[Supplied passage]
start
The final theme of this introductory discussion concerns Canetti’s somewhat misleading insistence on primitive and remote crowds and his abundant use of stories and myths drawn from a wealth of anthropological sources, which could lead readers to ignore that the main purpose of Crowds and Power was, in Canetti’s own words, ‘grabbing this century by the throat’ (1978: 185). It is modern crowds and the rise in totalitarianism that unleash Canetti’s persistent search for understanding the nature of crowd formation, although it is also true that Crowds and Power apparently is, as Michael Wood once called it, ‘the most displaced book imaginable’ (1979). In particular, it is from Canetti’s lived experience of two workers’ demonstrations in Frankfurt in 1922 and Vienna in 1927 that the idea of writing a book on crowds originates. Canetti directly addresses revolutionary crowds as instances of what he calls reversal crowds. However, his description also clearly evokes an experience of modern urban crowds that is also powerfully captured by Georg Simmel (1997), Edgar Allan Poe and Charles Baudelaire (Benjamin, 2006). Elective affinities with these authors could be particularly explored through Canetti’s view of crowds as the reversal of the fear of being touched and the notion of density. Only modern crowds have the possibility of unlimited growth and the density that is required by the open crowd; primitive crowds are bound to remain closed crowds. The latter are analyzed by Canetti through the concept of the pack which, in its most synthetic definition, ‘consists of a group of men in a state of excitement whose fiercest wish is to be more’ (1981: 93, emphasis in original). The fact that the pack cannot grow is thus compensated for in terms of intensity. In this context, density can only ever be ‘something of an illusion’, a representation: Of the four essential attributes of the crowd which we have come to know, two are only fictitious as far as the pack is concerned, though these are the two which are most strenuously desired and enacted. Hence the other two must be all the more strongly present in actuality. Growth and density are only acted; equality and direction really exist. (1981: 93, emphasis in original)
end
[Data lines]
start
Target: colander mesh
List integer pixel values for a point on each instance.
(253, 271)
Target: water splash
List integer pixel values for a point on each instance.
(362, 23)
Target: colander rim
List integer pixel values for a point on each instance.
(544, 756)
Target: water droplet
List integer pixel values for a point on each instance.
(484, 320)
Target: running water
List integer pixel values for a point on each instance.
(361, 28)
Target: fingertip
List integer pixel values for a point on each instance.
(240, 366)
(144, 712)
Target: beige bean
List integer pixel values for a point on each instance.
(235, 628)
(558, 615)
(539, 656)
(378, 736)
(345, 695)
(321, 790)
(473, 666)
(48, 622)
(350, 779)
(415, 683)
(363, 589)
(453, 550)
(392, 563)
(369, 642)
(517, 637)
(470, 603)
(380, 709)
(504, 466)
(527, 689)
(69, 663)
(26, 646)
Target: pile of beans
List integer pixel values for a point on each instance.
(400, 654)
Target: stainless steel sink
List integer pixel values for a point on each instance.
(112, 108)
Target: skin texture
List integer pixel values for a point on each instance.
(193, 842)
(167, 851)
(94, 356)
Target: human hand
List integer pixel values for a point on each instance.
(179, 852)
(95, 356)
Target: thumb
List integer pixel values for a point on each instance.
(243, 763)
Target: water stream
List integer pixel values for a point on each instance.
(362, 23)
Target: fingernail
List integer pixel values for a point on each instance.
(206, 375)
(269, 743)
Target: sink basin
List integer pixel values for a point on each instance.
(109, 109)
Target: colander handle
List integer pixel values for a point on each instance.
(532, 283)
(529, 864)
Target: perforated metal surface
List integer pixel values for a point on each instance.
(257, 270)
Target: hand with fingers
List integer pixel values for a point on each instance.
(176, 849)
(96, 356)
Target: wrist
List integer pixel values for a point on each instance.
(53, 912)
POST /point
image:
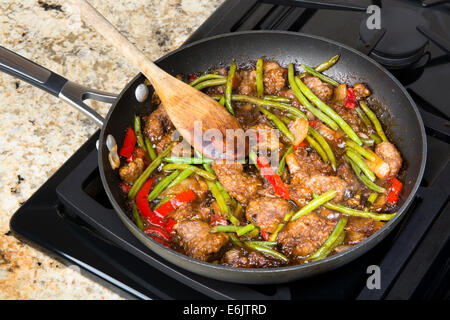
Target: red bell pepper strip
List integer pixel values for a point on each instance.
(217, 219)
(128, 144)
(158, 232)
(278, 185)
(394, 191)
(174, 203)
(350, 99)
(313, 123)
(125, 187)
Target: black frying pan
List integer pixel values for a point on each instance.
(396, 109)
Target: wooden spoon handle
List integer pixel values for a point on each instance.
(125, 47)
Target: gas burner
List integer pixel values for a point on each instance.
(401, 45)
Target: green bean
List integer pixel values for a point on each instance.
(147, 172)
(373, 196)
(324, 249)
(161, 186)
(229, 87)
(205, 77)
(366, 154)
(243, 230)
(137, 218)
(277, 122)
(315, 203)
(138, 132)
(363, 178)
(203, 173)
(210, 83)
(277, 99)
(320, 75)
(164, 200)
(318, 148)
(368, 142)
(328, 111)
(280, 226)
(325, 146)
(359, 213)
(363, 117)
(375, 138)
(263, 243)
(268, 103)
(183, 175)
(355, 157)
(316, 112)
(286, 120)
(269, 252)
(282, 163)
(324, 65)
(234, 239)
(376, 123)
(259, 78)
(188, 160)
(150, 149)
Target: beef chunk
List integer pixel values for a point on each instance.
(241, 258)
(239, 184)
(197, 241)
(361, 91)
(267, 137)
(358, 229)
(132, 170)
(195, 210)
(194, 183)
(304, 236)
(267, 212)
(247, 82)
(321, 89)
(274, 77)
(389, 153)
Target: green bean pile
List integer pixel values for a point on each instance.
(327, 136)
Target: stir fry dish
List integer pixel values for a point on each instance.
(335, 181)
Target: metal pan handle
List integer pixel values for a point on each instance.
(38, 76)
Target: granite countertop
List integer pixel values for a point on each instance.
(38, 132)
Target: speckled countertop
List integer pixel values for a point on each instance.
(38, 132)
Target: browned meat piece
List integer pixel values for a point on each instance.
(267, 212)
(239, 184)
(247, 82)
(132, 170)
(197, 241)
(321, 89)
(157, 124)
(389, 153)
(361, 91)
(267, 137)
(305, 235)
(241, 258)
(358, 229)
(194, 183)
(274, 77)
(195, 210)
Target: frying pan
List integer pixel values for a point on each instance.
(396, 108)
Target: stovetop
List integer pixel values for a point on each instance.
(70, 215)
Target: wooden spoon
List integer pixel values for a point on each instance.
(184, 104)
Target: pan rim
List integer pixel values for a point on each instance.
(343, 257)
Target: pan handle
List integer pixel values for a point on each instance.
(38, 76)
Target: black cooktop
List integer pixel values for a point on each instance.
(70, 215)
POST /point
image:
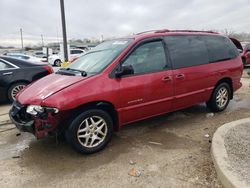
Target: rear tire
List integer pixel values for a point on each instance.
(15, 89)
(90, 131)
(57, 62)
(220, 98)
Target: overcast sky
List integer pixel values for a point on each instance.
(93, 18)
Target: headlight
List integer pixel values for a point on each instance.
(36, 109)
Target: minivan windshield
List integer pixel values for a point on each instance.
(101, 56)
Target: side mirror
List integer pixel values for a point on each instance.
(240, 50)
(125, 70)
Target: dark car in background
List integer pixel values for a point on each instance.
(129, 79)
(15, 74)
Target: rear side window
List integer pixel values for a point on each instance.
(220, 48)
(186, 51)
(149, 57)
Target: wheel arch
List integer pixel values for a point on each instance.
(15, 82)
(103, 105)
(18, 81)
(229, 81)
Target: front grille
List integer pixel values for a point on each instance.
(19, 111)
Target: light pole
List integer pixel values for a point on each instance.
(42, 41)
(21, 32)
(65, 48)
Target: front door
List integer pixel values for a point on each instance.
(149, 91)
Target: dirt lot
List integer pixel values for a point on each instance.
(169, 151)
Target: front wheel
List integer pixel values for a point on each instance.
(90, 132)
(220, 98)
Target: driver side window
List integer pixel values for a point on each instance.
(149, 57)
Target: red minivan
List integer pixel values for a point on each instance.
(129, 79)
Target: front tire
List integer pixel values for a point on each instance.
(220, 98)
(15, 89)
(90, 131)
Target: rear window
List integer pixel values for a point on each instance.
(186, 51)
(220, 48)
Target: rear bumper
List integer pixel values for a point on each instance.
(237, 86)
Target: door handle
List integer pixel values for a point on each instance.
(167, 79)
(180, 76)
(7, 73)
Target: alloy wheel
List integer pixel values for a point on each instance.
(222, 97)
(92, 131)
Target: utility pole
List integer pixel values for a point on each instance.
(21, 31)
(42, 40)
(65, 46)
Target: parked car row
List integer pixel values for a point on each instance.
(15, 74)
(129, 79)
(26, 57)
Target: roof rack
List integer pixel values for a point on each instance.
(196, 31)
(167, 30)
(149, 31)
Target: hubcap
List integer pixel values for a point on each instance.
(92, 131)
(222, 97)
(15, 90)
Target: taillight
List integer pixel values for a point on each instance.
(49, 69)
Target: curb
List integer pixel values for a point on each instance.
(220, 157)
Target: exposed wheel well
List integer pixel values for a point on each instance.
(103, 105)
(229, 82)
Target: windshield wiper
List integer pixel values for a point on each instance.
(83, 73)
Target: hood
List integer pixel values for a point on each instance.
(36, 92)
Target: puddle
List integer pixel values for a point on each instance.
(237, 103)
(14, 147)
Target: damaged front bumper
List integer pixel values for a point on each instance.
(39, 125)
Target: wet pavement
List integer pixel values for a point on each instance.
(169, 151)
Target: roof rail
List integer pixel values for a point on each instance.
(152, 31)
(198, 31)
(167, 30)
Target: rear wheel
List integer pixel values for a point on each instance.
(90, 132)
(15, 89)
(220, 97)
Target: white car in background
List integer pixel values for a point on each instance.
(25, 57)
(55, 59)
end
[What this task involves] Shorten the paragraph that opens with "The final theme of this introductory discussion" in the passage on Canetti's crowd theory, keeping its main facts.

[Written response]
Canetti relies heavily on stories and myths about primitive, remote crowds taken from anthropological sources. Even so, the main aim of Crowds and Power was, in his words, "grabbing this century by the throat." Modern crowds and the rise of totalitarianism drove his search to understand how crowds form, though Michael Wood called it "the most displaced book imaginable." The idea for the book came from two workers' demonstrations Canetti lived through, in Frankfurt in 1922 and Vienna in 1927.

He treats revolutionary crowds as reversal crowds. His account also evokes the modern urban crowd captured by Georg Simmel, Edgar Allan Poe and Charles Baudelaire. Links with these authors could be explored through two of his ideas: crowds as the reversal of the fear of being touched, and density. Only modern crowds can grow without limit and reach the density an open crowd needs, while primitive crowds stay closed.

Canetti analyzes closed crowds through the pack, a group of excited men whose fiercest wish is to be more. Because the pack cannot grow, it makes up for this with intensity, so its density is only an illusion. Of the crowd's four essential attributes, growth and density are only acted, while equality and direction really exist.